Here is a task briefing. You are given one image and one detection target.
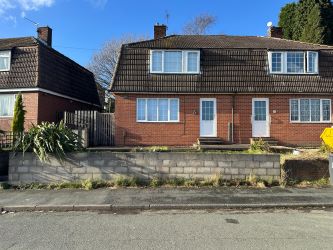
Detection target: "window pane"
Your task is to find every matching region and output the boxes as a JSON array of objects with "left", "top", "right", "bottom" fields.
[
  {"left": 187, "top": 52, "right": 199, "bottom": 72},
  {"left": 170, "top": 99, "right": 179, "bottom": 121},
  {"left": 0, "top": 95, "right": 15, "bottom": 116},
  {"left": 158, "top": 99, "right": 168, "bottom": 121},
  {"left": 322, "top": 100, "right": 331, "bottom": 121},
  {"left": 272, "top": 53, "right": 282, "bottom": 72},
  {"left": 201, "top": 101, "right": 214, "bottom": 121},
  {"left": 164, "top": 51, "right": 182, "bottom": 72},
  {"left": 137, "top": 99, "right": 146, "bottom": 121},
  {"left": 152, "top": 51, "right": 162, "bottom": 72},
  {"left": 300, "top": 99, "right": 310, "bottom": 122},
  {"left": 290, "top": 100, "right": 299, "bottom": 121},
  {"left": 308, "top": 52, "right": 318, "bottom": 73},
  {"left": 287, "top": 52, "right": 304, "bottom": 73},
  {"left": 310, "top": 99, "right": 320, "bottom": 122},
  {"left": 147, "top": 99, "right": 157, "bottom": 121},
  {"left": 0, "top": 51, "right": 10, "bottom": 70}
]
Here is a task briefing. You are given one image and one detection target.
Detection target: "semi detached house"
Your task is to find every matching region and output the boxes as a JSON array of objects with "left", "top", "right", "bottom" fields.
[
  {"left": 0, "top": 27, "right": 100, "bottom": 131},
  {"left": 111, "top": 25, "right": 333, "bottom": 146}
]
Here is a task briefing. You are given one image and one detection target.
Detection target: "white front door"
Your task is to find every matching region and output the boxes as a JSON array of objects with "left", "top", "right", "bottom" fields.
[
  {"left": 200, "top": 98, "right": 217, "bottom": 137},
  {"left": 252, "top": 98, "right": 270, "bottom": 137}
]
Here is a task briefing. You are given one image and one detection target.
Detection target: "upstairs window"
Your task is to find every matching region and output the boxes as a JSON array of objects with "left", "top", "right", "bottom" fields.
[
  {"left": 268, "top": 51, "right": 318, "bottom": 74},
  {"left": 0, "top": 51, "right": 11, "bottom": 71},
  {"left": 150, "top": 50, "right": 200, "bottom": 74},
  {"left": 290, "top": 99, "right": 331, "bottom": 123}
]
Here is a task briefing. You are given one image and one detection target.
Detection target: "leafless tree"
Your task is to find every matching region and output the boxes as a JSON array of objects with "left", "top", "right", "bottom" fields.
[
  {"left": 87, "top": 35, "right": 145, "bottom": 89},
  {"left": 183, "top": 14, "right": 216, "bottom": 35}
]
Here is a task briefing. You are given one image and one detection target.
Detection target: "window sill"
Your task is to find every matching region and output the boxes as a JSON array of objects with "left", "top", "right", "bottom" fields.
[
  {"left": 269, "top": 72, "right": 319, "bottom": 76},
  {"left": 136, "top": 121, "right": 179, "bottom": 123},
  {"left": 150, "top": 72, "right": 200, "bottom": 75},
  {"left": 290, "top": 121, "right": 332, "bottom": 124}
]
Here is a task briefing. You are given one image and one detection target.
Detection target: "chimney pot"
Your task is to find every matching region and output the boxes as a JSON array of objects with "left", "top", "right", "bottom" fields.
[
  {"left": 267, "top": 26, "right": 283, "bottom": 38},
  {"left": 154, "top": 23, "right": 167, "bottom": 39},
  {"left": 37, "top": 26, "right": 52, "bottom": 47}
]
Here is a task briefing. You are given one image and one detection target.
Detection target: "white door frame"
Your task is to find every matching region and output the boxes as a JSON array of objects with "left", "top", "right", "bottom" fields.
[
  {"left": 200, "top": 98, "right": 217, "bottom": 137},
  {"left": 251, "top": 98, "right": 271, "bottom": 137}
]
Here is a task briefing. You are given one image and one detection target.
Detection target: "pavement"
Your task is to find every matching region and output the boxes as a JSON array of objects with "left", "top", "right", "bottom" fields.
[{"left": 0, "top": 187, "right": 333, "bottom": 212}]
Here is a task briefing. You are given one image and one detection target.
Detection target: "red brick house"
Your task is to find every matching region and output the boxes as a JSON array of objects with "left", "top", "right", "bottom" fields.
[
  {"left": 111, "top": 25, "right": 333, "bottom": 146},
  {"left": 0, "top": 27, "right": 100, "bottom": 131}
]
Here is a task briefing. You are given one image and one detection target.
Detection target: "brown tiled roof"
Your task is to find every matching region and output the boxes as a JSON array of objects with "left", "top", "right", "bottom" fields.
[
  {"left": 0, "top": 37, "right": 100, "bottom": 105},
  {"left": 111, "top": 36, "right": 333, "bottom": 93}
]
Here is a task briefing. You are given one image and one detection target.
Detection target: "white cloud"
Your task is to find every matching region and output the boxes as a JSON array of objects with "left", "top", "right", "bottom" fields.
[
  {"left": 0, "top": 0, "right": 55, "bottom": 19},
  {"left": 86, "top": 0, "right": 108, "bottom": 9},
  {"left": 16, "top": 0, "right": 55, "bottom": 11}
]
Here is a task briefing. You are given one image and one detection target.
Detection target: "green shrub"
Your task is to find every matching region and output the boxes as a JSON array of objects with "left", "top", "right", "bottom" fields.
[
  {"left": 149, "top": 177, "right": 163, "bottom": 188},
  {"left": 250, "top": 138, "right": 269, "bottom": 152},
  {"left": 15, "top": 122, "right": 82, "bottom": 162}
]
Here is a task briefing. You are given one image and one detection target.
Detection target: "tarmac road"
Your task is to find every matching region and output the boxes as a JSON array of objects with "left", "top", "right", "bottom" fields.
[{"left": 0, "top": 210, "right": 333, "bottom": 249}]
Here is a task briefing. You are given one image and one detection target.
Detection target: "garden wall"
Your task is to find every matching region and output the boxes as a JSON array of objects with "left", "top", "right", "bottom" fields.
[{"left": 8, "top": 152, "right": 280, "bottom": 184}]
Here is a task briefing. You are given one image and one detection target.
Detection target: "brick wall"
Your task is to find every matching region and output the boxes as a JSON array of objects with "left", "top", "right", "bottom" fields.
[
  {"left": 0, "top": 92, "right": 97, "bottom": 131},
  {"left": 8, "top": 152, "right": 281, "bottom": 184},
  {"left": 115, "top": 94, "right": 332, "bottom": 146}
]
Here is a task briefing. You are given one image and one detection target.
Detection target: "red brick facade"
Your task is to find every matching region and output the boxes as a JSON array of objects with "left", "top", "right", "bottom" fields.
[
  {"left": 115, "top": 94, "right": 332, "bottom": 146},
  {"left": 0, "top": 92, "right": 97, "bottom": 131}
]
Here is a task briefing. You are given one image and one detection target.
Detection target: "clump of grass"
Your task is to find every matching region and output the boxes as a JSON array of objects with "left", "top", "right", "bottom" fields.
[
  {"left": 184, "top": 178, "right": 201, "bottom": 187},
  {"left": 249, "top": 138, "right": 269, "bottom": 154},
  {"left": 0, "top": 182, "right": 12, "bottom": 190},
  {"left": 149, "top": 177, "right": 163, "bottom": 188}
]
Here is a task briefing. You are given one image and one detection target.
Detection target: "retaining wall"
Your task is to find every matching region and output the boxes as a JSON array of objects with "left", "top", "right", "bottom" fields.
[{"left": 8, "top": 152, "right": 280, "bottom": 184}]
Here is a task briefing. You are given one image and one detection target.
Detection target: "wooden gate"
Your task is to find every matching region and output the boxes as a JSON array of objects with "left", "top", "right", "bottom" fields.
[{"left": 64, "top": 110, "right": 114, "bottom": 147}]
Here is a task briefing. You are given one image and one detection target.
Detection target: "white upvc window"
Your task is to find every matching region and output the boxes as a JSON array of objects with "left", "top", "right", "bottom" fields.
[
  {"left": 150, "top": 50, "right": 200, "bottom": 74},
  {"left": 0, "top": 94, "right": 15, "bottom": 118},
  {"left": 0, "top": 51, "right": 11, "bottom": 71},
  {"left": 268, "top": 51, "right": 318, "bottom": 74},
  {"left": 136, "top": 98, "right": 179, "bottom": 122},
  {"left": 289, "top": 98, "right": 331, "bottom": 123}
]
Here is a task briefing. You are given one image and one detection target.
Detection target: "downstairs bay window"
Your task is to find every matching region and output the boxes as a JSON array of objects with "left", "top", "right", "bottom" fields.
[
  {"left": 290, "top": 98, "right": 331, "bottom": 123},
  {"left": 0, "top": 94, "right": 15, "bottom": 117},
  {"left": 136, "top": 98, "right": 179, "bottom": 122}
]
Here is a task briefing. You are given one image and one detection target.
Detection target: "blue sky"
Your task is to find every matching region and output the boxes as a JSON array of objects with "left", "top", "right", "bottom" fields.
[{"left": 0, "top": 0, "right": 292, "bottom": 66}]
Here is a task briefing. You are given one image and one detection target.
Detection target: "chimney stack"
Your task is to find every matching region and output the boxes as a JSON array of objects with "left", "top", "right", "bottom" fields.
[
  {"left": 154, "top": 23, "right": 167, "bottom": 39},
  {"left": 37, "top": 26, "right": 52, "bottom": 47},
  {"left": 267, "top": 26, "right": 283, "bottom": 38}
]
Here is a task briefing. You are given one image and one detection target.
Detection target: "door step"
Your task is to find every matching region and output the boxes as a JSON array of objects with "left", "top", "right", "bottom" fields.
[
  {"left": 250, "top": 137, "right": 278, "bottom": 146},
  {"left": 198, "top": 137, "right": 226, "bottom": 145}
]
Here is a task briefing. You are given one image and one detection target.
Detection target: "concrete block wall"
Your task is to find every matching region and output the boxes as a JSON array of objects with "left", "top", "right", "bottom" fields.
[{"left": 8, "top": 152, "right": 281, "bottom": 184}]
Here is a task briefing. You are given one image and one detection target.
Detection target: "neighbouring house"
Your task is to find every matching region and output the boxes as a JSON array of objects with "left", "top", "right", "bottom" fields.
[
  {"left": 0, "top": 27, "right": 101, "bottom": 131},
  {"left": 111, "top": 25, "right": 333, "bottom": 146}
]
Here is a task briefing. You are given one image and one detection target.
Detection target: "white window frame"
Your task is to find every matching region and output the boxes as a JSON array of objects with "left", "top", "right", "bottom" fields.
[
  {"left": 149, "top": 50, "right": 200, "bottom": 74},
  {"left": 136, "top": 97, "right": 180, "bottom": 123},
  {"left": 268, "top": 50, "right": 319, "bottom": 75},
  {"left": 0, "top": 50, "right": 12, "bottom": 72},
  {"left": 0, "top": 93, "right": 17, "bottom": 119},
  {"left": 289, "top": 98, "right": 332, "bottom": 123}
]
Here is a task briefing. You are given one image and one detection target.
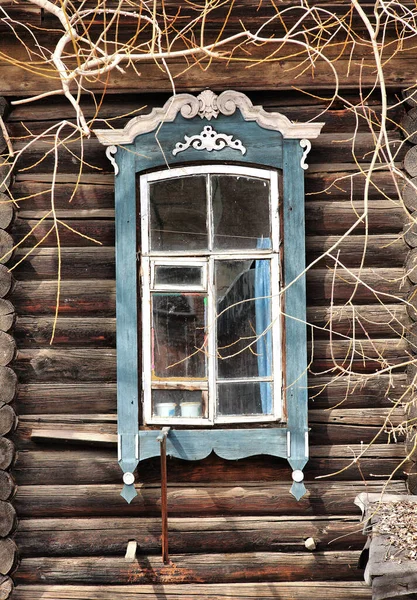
########
TO BE DONE:
How many lines of the material above contain the string "brick"? Reply with the number alone.

SOLUTION BELOW:
3